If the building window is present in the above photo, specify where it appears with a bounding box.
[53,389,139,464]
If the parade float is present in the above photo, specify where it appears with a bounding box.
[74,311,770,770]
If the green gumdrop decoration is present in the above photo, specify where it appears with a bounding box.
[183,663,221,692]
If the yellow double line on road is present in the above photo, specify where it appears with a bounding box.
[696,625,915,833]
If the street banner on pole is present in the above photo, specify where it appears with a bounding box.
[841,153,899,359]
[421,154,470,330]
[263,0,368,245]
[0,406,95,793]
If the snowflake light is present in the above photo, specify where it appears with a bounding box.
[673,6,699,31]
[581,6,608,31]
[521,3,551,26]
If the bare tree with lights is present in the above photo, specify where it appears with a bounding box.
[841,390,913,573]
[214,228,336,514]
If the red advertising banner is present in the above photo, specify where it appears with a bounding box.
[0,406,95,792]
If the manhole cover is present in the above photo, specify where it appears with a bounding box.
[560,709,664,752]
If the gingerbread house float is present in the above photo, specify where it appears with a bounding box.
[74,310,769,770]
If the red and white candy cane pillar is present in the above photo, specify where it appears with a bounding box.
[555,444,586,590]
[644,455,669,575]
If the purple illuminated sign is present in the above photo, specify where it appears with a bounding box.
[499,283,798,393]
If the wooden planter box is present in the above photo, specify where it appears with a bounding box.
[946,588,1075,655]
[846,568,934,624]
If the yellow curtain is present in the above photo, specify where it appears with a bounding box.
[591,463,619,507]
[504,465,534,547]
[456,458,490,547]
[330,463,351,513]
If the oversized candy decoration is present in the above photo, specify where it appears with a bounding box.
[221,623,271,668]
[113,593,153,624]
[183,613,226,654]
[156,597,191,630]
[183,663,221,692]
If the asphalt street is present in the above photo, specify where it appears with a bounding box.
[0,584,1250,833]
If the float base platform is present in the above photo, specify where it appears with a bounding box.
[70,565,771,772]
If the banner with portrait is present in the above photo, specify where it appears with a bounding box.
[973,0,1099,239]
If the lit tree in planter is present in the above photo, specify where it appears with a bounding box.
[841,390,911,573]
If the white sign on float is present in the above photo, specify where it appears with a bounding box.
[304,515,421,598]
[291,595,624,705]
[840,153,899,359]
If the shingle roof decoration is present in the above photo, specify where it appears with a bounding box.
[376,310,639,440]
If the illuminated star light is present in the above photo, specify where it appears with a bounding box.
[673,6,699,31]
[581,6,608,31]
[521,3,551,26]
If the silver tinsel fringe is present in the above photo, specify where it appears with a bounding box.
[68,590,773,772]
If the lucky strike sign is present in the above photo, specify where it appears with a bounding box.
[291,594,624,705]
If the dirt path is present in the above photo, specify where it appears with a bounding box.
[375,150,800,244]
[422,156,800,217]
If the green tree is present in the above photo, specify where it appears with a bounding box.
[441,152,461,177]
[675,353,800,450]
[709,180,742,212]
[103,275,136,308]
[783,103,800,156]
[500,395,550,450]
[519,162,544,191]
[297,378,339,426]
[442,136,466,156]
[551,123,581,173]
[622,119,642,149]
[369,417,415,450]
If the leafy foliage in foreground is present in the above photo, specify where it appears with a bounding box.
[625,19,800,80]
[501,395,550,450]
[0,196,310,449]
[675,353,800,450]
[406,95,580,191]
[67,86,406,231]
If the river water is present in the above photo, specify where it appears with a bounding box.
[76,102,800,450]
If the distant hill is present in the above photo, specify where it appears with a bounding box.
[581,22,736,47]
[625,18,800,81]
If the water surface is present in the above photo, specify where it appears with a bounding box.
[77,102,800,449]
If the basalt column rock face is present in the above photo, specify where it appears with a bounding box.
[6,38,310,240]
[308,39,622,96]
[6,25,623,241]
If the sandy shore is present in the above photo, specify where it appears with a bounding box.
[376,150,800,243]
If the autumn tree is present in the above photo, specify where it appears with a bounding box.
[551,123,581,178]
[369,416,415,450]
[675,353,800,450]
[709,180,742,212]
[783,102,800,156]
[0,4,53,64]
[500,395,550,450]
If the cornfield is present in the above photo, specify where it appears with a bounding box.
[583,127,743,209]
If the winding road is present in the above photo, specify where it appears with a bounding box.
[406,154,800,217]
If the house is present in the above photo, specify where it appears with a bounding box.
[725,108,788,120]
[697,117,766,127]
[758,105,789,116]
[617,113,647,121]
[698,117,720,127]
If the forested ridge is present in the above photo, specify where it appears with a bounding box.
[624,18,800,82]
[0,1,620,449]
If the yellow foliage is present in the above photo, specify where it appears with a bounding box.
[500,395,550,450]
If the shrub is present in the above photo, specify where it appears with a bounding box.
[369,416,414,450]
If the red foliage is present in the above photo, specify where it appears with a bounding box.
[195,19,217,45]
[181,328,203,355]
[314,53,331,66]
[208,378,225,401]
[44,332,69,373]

STATED GOAL: Rewrite every line of the listing, switching "bounding box" to "rectangle" and leaving everything else the same.

FULL ANSWER:
If the building window is present in the above photo, specify where it appears with a rectangle.
[53,389,139,464]
If the parade float is present in the above photo, specify where it appears with a rectangle.
[74,311,770,770]
If the green gumdrop decoration is present in the above photo, specify where it appears with a rectangle.
[183,663,221,692]
If the yellow double line on road is present in the above photo, specify where it appears with a rectangle.
[696,625,915,833]
If the street banner on pole is present in the above photo, specify where it appears with a rectangle.
[841,153,899,359]
[421,154,470,330]
[263,0,368,245]
[0,406,95,793]
If the snowflake light is present in the above photo, specify where it appears with a rectangle.
[673,6,699,31]
[581,6,608,31]
[521,3,551,26]
If the bare tree with lights is present in the above photo, specify where it appears with a rectangle.
[841,390,913,573]
[214,228,336,514]
If the red advertising banner is present in the above photo, specify where it appears with a rectangle.
[0,406,95,792]
If the manhole cover is present in the above photo, specify where it appears with a rectangle.
[560,709,664,752]
If the gingerbread house float is present in the above photo, specify where it appears with a rectangle.
[74,310,769,770]
If the red and white candy cane pillar is present in the above photo, specify where it appears with a rectangle.
[555,444,586,590]
[644,455,669,575]
If the purple illuminated sign is present in the above photo, specify where it appears with a rectangle.
[499,283,798,393]
If the wooden planter box is present in the above photo, specify where it appears with a rectangle.
[946,588,1075,655]
[846,568,934,624]
If the yellow curtain is present in the above photo, specify where it appears with a rectangle.
[591,463,619,507]
[504,465,534,547]
[456,458,490,547]
[330,463,351,513]
If the oversized candy decoration is present in the above photo, specify where it appears with a rectangle.
[221,623,271,668]
[113,593,153,624]
[183,613,226,654]
[156,597,191,630]
[183,663,221,692]
If the asphalt street is present in the above photo, specify where it appears with a rectangle.
[0,584,1250,833]
If the float base platform is present in the above photo, specify where it appears with a rectangle.
[70,565,771,772]
If the banner with portrait is present in the above photo, specify where it appears with a rectangle.
[973,0,1099,239]
If the lit tree in planter is present in the above photo, specify where it appears with a rectangle.
[841,390,911,573]
If the white sign on float is present in the above photo, specify where it appears with a rectangle.
[304,515,421,598]
[291,595,624,705]
[840,153,899,359]
If the shingle roof decoration is present in the above photo, specify where it appears with a rectangle.
[376,310,639,440]
If the illuminated star light is present in the above photo, specify where it appears with a rectangle.
[673,6,699,31]
[581,6,608,31]
[521,3,551,26]
If the silver tinsel fringe is present in the above photo, specify where it appears with a rectangle.
[68,590,773,772]
If the lucky strike sign is present in the above photo, specify where it appears with a rectangle.
[291,594,624,705]
If the dirt path is present in the above photo, specify where it appears with a rectangle.
[375,150,800,244]
[422,156,800,217]
If the green tree is present in the above photo, specify where it appears with a rectangle.
[441,152,461,177]
[675,353,800,450]
[709,180,742,212]
[103,275,136,308]
[783,103,800,156]
[500,395,550,450]
[519,162,544,191]
[297,378,339,426]
[442,136,466,156]
[551,123,581,173]
[622,119,642,149]
[369,417,415,450]
If the leafy foliage in foreground is present in the above photo, specify where it appears with a rectangle.
[625,19,800,80]
[501,395,550,450]
[0,196,310,449]
[675,353,800,450]
[406,95,580,191]
[67,86,406,231]
If the river water is present in the above photo, specify where it appears with a rectangle.
[76,102,800,450]
If the distant hill is present in the above photo, specify where it appears with a rectangle.
[581,22,736,47]
[625,18,800,81]
If the water surface is present in the above photo, specify where it appears with a rectangle.
[77,102,800,449]
If the basalt column rock face is present in the above photo, specify where it appears with a rectangle.
[6,38,310,240]
[308,39,622,96]
[6,25,623,241]
If the sandy shore is present in the above photo, specify where it appears with a rectangle.
[376,150,800,243]
If the autumn tree is present in the above photo, specify where it appears with a rectangle.
[551,123,581,178]
[369,416,415,450]
[675,353,800,450]
[709,180,742,212]
[783,102,800,156]
[0,4,53,64]
[500,395,550,450]
If the cornfield is present in the above photo, specify where it appears with a rectangle.
[583,127,743,209]
If the winding road is present in the above photo, specify where it appears with a rectangle.
[406,154,800,217]
If the house is present in the above photo, specify where it appears with a rectangle.
[725,108,788,120]
[697,117,766,127]
[758,105,789,116]
[617,113,647,121]
[698,117,720,127]
If the forested ridge is present in the above photo, specify where it appears with a rectangle.
[624,18,800,82]
[0,1,620,449]
If the yellow foliage is present in the above photo, specify where it appears with a rectangle.
[500,395,550,450]
If the shrub is present in the above photo, specify where it appears with a rectangle.
[369,416,414,450]
If the red foliage is present in the above photo, specify where it appears with a rectangle.
[195,19,217,45]
[181,328,203,355]
[314,53,331,66]
[208,378,225,401]
[44,332,69,373]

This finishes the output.